_Passage provided_

------------------------------------------------

WIRKsam is based on the premise that technology should support people and not, conversely, that people should “serve” technology or even be replaced by it. This premise is in line with the opinion regarding the relationship between humans and AI recently published by the German Ethics Council (Deutscher Ethikrat 2023). The division of labor between humans and AI must be decided and designed. At the weaving mill we are looking at here, it is important that the employee ultimately retains decision-making authority and remains “in the loop”. Filters classified as “not in order” continue to be reviewed manually. The functionality of the AI system is designed according to this goal. Organizational requirements concerning data protection are fed back into the technical system and incorporated into its design.

Human-Organization Interaction

How do people influence the organization?

Employees’ qualifications and willingness to innovate are essential components of the foundation on which organizational change can be based. Within the framework of participative procedures, employees can influence not only the design of technology, but also issues of work organization such as decision-making authority, work forms (e.g., group work with partially delegated responsibility) or information flows. This presupposes a decision by management as to which issues employees should participate in and what degree of participation they should be granted (cf. e.g., Hucker 2008: 32ff.). But even in a “classic” manufacturing company, there are numerous factors through which employees have an impact on the organization, especially on processes. Simple examples are absenteeism or even resignation. In the work itself, for example, employees change process flows in an informal way, for example by modifying sequences or work equipment. Within the framework of actual analyses in WIRKsam, this was noticed by comparing the process documents of the respective companies with the actual processes during activity observations.

How does the organization influence people?

------------------------------------------------

[Records from a data collection]

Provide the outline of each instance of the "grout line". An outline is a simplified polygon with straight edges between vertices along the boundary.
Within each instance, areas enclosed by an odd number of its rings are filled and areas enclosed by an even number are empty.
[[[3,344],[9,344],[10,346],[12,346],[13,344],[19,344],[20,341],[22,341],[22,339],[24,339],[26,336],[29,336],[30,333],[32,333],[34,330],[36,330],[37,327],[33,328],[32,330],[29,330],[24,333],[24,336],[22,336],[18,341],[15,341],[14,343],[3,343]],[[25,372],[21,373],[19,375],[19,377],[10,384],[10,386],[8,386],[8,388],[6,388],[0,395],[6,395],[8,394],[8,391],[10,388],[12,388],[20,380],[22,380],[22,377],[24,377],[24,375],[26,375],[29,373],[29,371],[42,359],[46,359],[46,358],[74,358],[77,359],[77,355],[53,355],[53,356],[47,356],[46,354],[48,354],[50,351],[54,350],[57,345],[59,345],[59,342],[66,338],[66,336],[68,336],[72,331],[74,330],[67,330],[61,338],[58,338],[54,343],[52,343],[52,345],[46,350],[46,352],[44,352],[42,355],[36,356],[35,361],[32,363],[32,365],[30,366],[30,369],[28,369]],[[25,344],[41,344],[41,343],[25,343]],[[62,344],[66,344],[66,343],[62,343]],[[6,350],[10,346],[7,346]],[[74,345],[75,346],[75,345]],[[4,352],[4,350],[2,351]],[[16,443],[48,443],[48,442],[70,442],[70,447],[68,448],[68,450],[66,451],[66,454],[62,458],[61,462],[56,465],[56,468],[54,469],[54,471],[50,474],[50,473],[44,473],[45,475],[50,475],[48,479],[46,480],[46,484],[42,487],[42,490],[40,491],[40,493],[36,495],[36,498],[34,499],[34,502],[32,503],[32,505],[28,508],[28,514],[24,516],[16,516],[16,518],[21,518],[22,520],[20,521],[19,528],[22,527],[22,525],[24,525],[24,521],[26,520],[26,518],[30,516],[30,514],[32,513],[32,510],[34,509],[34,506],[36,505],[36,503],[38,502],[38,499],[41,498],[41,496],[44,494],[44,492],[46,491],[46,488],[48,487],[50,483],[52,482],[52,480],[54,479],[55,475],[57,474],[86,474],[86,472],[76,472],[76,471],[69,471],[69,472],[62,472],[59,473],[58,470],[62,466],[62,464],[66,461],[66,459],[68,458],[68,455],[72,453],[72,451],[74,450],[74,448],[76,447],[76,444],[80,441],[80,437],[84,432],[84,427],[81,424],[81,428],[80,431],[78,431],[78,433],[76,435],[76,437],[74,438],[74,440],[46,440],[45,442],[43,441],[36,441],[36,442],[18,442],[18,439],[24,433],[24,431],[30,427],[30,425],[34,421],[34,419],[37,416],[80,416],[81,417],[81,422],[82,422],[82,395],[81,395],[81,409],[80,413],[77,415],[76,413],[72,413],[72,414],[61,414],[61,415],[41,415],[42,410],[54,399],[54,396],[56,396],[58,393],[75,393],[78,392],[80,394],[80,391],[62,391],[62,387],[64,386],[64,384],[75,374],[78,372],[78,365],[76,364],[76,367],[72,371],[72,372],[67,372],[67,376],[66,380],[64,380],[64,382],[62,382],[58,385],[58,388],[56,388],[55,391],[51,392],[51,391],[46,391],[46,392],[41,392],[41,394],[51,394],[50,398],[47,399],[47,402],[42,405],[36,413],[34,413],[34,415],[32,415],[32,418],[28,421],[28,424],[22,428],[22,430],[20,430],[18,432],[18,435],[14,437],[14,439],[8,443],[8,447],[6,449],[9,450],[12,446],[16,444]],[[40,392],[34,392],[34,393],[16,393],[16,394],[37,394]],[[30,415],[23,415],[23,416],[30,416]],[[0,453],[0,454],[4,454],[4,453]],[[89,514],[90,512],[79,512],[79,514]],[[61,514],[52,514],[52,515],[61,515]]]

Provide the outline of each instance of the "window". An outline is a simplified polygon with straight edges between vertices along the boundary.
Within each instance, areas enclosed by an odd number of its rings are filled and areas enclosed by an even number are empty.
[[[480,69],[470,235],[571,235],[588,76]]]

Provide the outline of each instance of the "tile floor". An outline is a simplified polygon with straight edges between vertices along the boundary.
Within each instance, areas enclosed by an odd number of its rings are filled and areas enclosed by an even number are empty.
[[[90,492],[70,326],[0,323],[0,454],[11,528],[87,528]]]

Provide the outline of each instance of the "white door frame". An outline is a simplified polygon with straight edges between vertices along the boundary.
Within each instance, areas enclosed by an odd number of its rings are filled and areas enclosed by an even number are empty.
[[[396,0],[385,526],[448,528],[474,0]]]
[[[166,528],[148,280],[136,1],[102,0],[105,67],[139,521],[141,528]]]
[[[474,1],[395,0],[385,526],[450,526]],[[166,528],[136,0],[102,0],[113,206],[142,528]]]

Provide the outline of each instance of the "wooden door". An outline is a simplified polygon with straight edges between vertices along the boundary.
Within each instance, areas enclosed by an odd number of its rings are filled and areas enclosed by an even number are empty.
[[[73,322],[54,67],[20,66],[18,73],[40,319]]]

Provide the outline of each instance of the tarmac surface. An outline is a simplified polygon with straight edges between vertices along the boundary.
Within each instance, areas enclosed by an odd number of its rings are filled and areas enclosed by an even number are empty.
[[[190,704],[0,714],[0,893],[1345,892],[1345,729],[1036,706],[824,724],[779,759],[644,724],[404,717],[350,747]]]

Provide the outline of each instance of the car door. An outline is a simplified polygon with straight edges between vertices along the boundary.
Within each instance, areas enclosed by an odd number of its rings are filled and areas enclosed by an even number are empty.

------------------------------------------------

_What you need to do_
1. Could you repeat the stretch of the WIRKsam passage from "WIRKsam is based" through "influence the organization?", swapping "weaving mill" for "spinning mill"?
2. Can you extend the WIRKsam passage by writing what comes next after its last line?
The data stands apart from the WIRKsam passage as separate material.

_Task results_
1.
WIRKsam is based on the premise that technology should support people and not, conversely, that people should “serve” technology or even be replaced by it. This premise is in line with the opinion regarding the relationship between humans and AI recently published by the German Ethics Council (Deutscher Ethikrat 2023). The division of labor between humans and AI must be decided and designed. At the spinning mill we are looking at here, it is important that the employee ultimately retains decision-making authority and remains “in the loop”. Filters classified as “not in order” continue to be reviewed manually. The functionality of the AI system is designed according to this goal. Organizational requirements concerning data protection are fed back into the technical system and incorporated into its design.

Human-Organization Interaction

How do people influence the organization?

2.
German industry is suffering from a shortage of skilled workers. At the same time, employees and applicants for skilled positions in industry have demands on their work and their employer as a result of social megatrends. One way of standing out in the employer market with positive employer branding and retaining employees in the company is the organizational design of attractive workplaces with innovative technology and an interesting portfolio of activities, so that employees can adequately use and enhance their qualifications and develop them for the benefit of sustainable employability. Employee participation is also an organizational measure that can have very different effects on employees, starting with the perception of increased attractiveness of the employer, increased motivation and identification with the company, but also excessive demands (Hucker 2008: 150). Forms of organization such as the group organizations already mentioned or newer forms such as the “swarm organization”—in which employees can be flexibly deployed at various positions in the company (VDI 2022: 24)—change the way in which employees work individually. The sustainability aspects in work design mentioned above can also be found here.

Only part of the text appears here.